• _How to complete this task_:
I need all the entries repeated exactly as written.

• _Listed entries_:
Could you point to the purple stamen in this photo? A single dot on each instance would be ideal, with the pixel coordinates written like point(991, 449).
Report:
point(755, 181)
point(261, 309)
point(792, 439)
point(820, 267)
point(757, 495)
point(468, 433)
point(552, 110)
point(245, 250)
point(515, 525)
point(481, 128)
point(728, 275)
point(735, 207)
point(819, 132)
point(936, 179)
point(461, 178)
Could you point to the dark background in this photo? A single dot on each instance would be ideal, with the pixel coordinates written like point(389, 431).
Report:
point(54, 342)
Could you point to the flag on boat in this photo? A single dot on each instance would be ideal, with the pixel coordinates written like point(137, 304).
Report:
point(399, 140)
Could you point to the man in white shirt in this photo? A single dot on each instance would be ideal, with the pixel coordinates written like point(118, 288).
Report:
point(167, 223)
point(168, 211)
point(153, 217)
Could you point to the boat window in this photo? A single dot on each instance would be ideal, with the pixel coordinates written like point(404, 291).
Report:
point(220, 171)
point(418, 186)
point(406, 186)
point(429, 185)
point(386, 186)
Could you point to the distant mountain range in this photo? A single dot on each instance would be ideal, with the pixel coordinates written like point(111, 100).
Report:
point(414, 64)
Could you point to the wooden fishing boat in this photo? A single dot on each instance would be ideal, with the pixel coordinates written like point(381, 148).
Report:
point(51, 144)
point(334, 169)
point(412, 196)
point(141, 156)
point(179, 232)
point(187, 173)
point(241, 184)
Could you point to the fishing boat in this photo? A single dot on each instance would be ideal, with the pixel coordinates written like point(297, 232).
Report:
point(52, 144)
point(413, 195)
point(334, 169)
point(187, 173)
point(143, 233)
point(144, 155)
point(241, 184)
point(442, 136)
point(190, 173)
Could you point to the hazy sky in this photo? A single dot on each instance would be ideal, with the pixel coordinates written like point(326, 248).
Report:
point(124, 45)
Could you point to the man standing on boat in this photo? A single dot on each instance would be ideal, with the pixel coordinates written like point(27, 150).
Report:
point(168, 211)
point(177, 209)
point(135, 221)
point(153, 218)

• _Worked solution_:
Could you point to the purple stamen in this photo? A single dot on each instance would be ideal, with the pixel coordinates written like point(991, 449).
Report:
point(755, 181)
point(261, 309)
point(792, 439)
point(820, 267)
point(757, 495)
point(468, 433)
point(552, 110)
point(245, 250)
point(515, 525)
point(481, 128)
point(728, 275)
point(735, 207)
point(819, 132)
point(936, 179)
point(461, 178)
Could you point to the dark background in this photo? A single dot on each instance would be ideal, with the pixel coordinates written like point(389, 431).
Report:
point(54, 342)
Could you point to the flag on boat in this photo? A single dot on each instance would be ideal, with the pixel coordinates written like point(137, 304).
Report:
point(399, 140)
Could you point to the man in white shirt in this photo? A single dot on each instance would be ideal, with the pixel coordinates written like point(118, 288).
Report:
point(167, 223)
point(168, 211)
point(153, 217)
Could you point to the boat window in this photo? A single dot on each instance would be ideal, with the pixel coordinates written like point(404, 291).
Report:
point(220, 171)
point(418, 186)
point(406, 186)
point(429, 185)
point(386, 186)
Could you point to the distant mountain range in this photo? A single dot on each instance would be ideal, with the pixel coordinates written like point(111, 100).
Report:
point(414, 64)
Could you point to the wooden fishing boat in this photo? A single dot on each instance would be ideal, with the pixel coordinates written like point(381, 148).
Report:
point(51, 144)
point(334, 169)
point(412, 196)
point(141, 156)
point(179, 232)
point(187, 173)
point(241, 184)
Could you point to the fishing boat in this photo? A single dot on each instance would be ideal, with the pixel coordinates written like point(297, 232).
Report:
point(52, 144)
point(413, 195)
point(334, 169)
point(187, 173)
point(143, 233)
point(144, 155)
point(241, 184)
point(442, 136)
point(190, 173)
Could you point to the hazy sky in this photo? A single dot on each instance would be ideal, with the pixel coordinates written like point(326, 248).
Report:
point(124, 45)
Could you point to the man standing on boat in this photo? A single dot on each instance would be ideal, with the pixel coordinates written like point(27, 150).
Report:
point(168, 211)
point(177, 209)
point(135, 221)
point(153, 218)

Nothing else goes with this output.